#### [Pointing entries for named objects]
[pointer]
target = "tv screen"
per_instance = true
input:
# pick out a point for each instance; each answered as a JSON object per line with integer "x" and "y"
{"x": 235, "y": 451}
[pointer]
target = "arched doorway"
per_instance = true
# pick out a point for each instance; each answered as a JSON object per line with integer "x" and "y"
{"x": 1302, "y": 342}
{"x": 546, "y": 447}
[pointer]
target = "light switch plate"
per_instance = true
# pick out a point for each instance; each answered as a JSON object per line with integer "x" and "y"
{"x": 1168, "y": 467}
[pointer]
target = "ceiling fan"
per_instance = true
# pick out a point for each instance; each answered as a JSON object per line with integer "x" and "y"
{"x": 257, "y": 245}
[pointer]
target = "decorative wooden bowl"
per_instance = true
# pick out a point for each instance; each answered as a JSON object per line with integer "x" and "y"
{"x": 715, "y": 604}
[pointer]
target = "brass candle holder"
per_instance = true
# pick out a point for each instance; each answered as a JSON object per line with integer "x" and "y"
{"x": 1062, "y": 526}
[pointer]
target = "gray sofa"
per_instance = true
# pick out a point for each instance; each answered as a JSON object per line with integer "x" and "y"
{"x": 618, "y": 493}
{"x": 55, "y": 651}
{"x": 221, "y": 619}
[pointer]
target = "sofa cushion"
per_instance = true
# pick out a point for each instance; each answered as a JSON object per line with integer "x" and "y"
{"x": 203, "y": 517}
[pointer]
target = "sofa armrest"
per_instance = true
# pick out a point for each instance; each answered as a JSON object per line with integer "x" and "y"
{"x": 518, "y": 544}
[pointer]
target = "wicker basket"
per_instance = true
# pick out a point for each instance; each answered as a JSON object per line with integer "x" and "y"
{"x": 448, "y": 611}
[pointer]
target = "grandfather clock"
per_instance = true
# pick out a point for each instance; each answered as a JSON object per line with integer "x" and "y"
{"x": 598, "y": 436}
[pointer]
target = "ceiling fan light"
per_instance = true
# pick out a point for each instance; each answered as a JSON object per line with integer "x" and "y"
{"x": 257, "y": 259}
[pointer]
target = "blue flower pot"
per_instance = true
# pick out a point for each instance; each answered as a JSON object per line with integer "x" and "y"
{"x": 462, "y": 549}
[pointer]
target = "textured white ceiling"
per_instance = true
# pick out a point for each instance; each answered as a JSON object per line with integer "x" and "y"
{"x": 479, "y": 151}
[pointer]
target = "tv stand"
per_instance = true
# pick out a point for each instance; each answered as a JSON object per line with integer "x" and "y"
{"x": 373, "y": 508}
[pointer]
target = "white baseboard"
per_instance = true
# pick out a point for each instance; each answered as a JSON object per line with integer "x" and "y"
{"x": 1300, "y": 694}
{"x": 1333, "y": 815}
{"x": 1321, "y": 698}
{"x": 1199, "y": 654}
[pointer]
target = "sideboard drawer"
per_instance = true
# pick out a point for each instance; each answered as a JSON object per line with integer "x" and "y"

#### [The problem]
Collect every line of the data above that contains the string "ceiling", matching case.

#### [The reply]
target = "ceiling fan"
target = "ceiling fan light"
target = "textured white ceiling"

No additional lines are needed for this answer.